Pull out every line in the records that contains the word "blue", and treat uppercase and lowercase as different.

[begin PROVIDED RECORDS]

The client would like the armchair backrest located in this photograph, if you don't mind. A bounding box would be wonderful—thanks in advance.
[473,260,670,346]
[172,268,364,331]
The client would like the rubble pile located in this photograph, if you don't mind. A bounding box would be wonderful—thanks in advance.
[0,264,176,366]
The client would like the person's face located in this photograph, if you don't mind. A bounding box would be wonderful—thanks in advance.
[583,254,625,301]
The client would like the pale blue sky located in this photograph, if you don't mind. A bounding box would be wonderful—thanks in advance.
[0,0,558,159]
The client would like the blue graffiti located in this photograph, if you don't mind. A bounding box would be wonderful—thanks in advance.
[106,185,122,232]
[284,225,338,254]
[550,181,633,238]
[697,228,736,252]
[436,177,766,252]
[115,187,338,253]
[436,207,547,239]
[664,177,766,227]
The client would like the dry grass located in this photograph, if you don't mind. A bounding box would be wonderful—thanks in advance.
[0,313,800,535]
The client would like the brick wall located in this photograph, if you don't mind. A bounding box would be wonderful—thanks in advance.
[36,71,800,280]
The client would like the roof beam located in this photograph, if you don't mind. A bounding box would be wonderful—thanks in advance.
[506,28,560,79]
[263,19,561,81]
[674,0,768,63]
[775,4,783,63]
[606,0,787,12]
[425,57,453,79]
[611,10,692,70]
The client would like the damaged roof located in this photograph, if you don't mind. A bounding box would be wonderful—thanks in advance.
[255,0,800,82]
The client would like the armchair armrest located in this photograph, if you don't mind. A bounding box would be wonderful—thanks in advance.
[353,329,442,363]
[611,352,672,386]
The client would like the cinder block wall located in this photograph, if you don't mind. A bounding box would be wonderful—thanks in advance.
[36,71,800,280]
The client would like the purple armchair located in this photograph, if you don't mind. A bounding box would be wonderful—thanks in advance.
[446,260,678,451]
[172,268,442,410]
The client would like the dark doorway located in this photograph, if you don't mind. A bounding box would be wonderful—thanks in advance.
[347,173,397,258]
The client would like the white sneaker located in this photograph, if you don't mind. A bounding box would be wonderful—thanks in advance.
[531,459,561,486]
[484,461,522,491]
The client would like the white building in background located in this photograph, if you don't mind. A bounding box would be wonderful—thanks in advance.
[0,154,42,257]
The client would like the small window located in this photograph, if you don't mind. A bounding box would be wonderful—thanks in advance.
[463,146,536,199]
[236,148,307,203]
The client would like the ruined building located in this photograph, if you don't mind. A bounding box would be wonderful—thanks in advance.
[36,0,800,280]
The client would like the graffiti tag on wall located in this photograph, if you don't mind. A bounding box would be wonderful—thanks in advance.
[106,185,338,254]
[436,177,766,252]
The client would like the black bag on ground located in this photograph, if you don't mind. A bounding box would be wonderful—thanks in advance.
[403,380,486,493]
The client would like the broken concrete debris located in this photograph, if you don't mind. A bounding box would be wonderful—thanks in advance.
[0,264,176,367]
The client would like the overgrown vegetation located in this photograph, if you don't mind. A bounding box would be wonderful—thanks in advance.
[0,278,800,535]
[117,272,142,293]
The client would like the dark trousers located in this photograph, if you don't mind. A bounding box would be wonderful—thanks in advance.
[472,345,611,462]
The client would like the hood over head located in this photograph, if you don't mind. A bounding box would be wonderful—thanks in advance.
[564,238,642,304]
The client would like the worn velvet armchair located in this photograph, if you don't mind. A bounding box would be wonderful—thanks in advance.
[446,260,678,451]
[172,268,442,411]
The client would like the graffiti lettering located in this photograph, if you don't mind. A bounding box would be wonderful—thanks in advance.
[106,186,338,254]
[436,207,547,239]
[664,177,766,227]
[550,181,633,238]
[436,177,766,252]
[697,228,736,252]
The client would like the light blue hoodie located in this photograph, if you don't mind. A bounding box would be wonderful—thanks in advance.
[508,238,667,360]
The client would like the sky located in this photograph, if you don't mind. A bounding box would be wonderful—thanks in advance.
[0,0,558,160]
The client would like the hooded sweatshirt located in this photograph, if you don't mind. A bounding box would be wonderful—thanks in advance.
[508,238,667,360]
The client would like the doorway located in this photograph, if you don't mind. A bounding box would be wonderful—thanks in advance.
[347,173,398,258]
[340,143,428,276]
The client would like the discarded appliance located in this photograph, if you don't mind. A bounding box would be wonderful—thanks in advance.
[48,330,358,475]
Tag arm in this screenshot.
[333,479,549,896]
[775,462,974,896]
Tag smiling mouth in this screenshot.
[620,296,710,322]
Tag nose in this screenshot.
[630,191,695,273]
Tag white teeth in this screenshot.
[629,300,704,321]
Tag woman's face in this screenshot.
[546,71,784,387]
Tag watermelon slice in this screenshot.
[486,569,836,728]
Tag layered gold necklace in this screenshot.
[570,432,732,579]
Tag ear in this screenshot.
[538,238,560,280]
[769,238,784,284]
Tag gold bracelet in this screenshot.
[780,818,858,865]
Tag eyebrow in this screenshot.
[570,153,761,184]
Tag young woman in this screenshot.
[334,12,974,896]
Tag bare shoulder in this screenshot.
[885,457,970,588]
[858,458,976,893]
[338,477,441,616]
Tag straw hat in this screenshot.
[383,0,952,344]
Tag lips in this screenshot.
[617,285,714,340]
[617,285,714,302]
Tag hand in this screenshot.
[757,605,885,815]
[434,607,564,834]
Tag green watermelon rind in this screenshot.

[end PROVIDED RECORDS]

_TASK SOLUTION_
The client would like the pale blue sky located in this photograph, if you don't mind. A bounding box would be wonderful—thanks in advance.
The client would like the blue graffiti located in this photograph, if you don't mind. A bounding box would be wonderful—thanks in advance.
The client would like the light blue hoodie located in this photograph, if you don't mind. A bounding box would be wonderful—thanks in advance.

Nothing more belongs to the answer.